- _WRITTEN EXERCISE_: Copy each of the lines below word for word, leaving out the pictures.

┌─ THE INPUT

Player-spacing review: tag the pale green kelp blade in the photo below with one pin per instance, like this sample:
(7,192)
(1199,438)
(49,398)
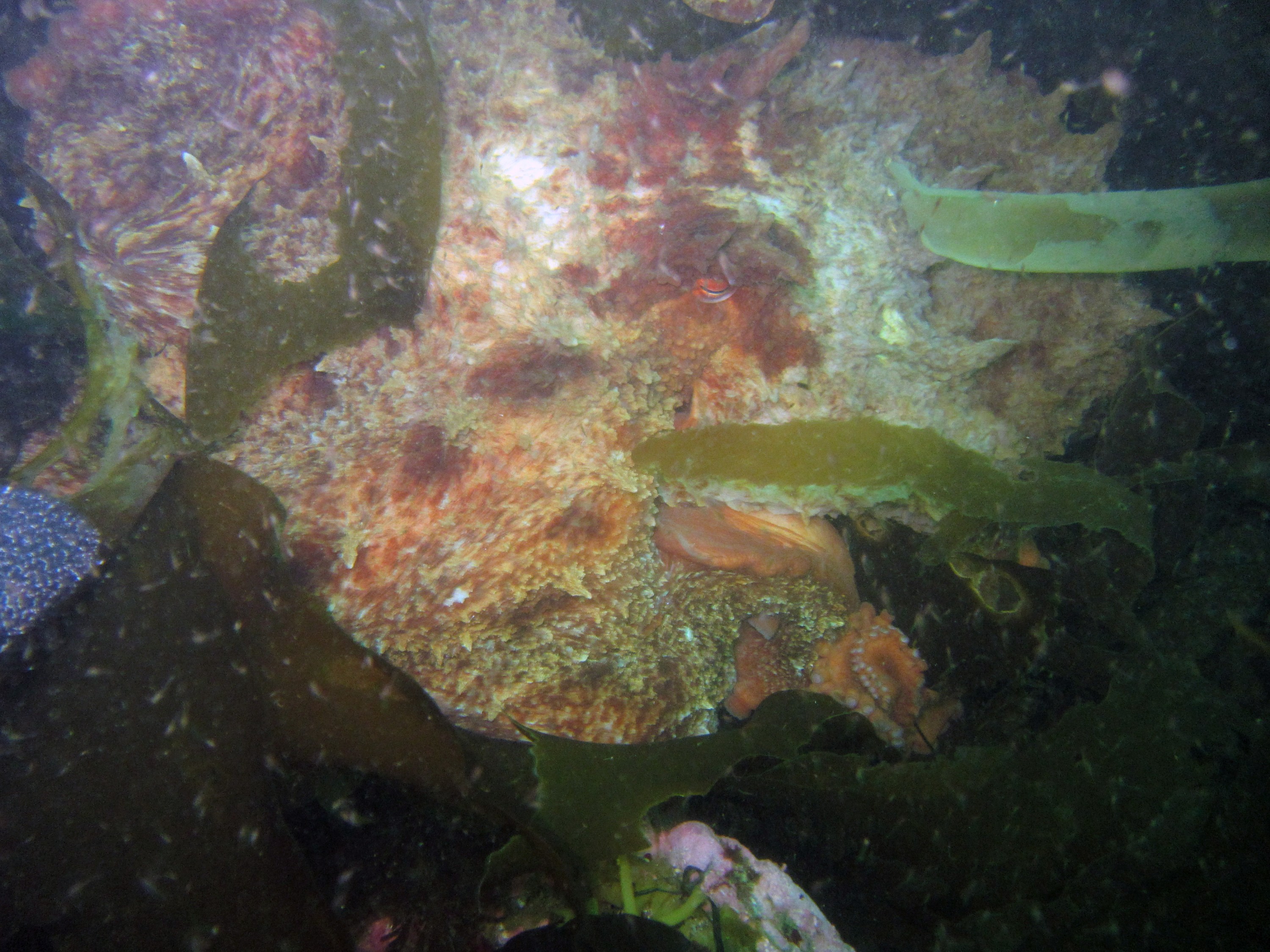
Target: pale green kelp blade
(1098,233)
(856,464)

└─

- _PROBLEM SOLUTION_:
Player-spacing review: tag the pale green kelp blade in the photo below with one pin per instance, like this sample:
(7,192)
(1199,438)
(49,398)
Target: pale green kelp blade
(1098,233)
(856,464)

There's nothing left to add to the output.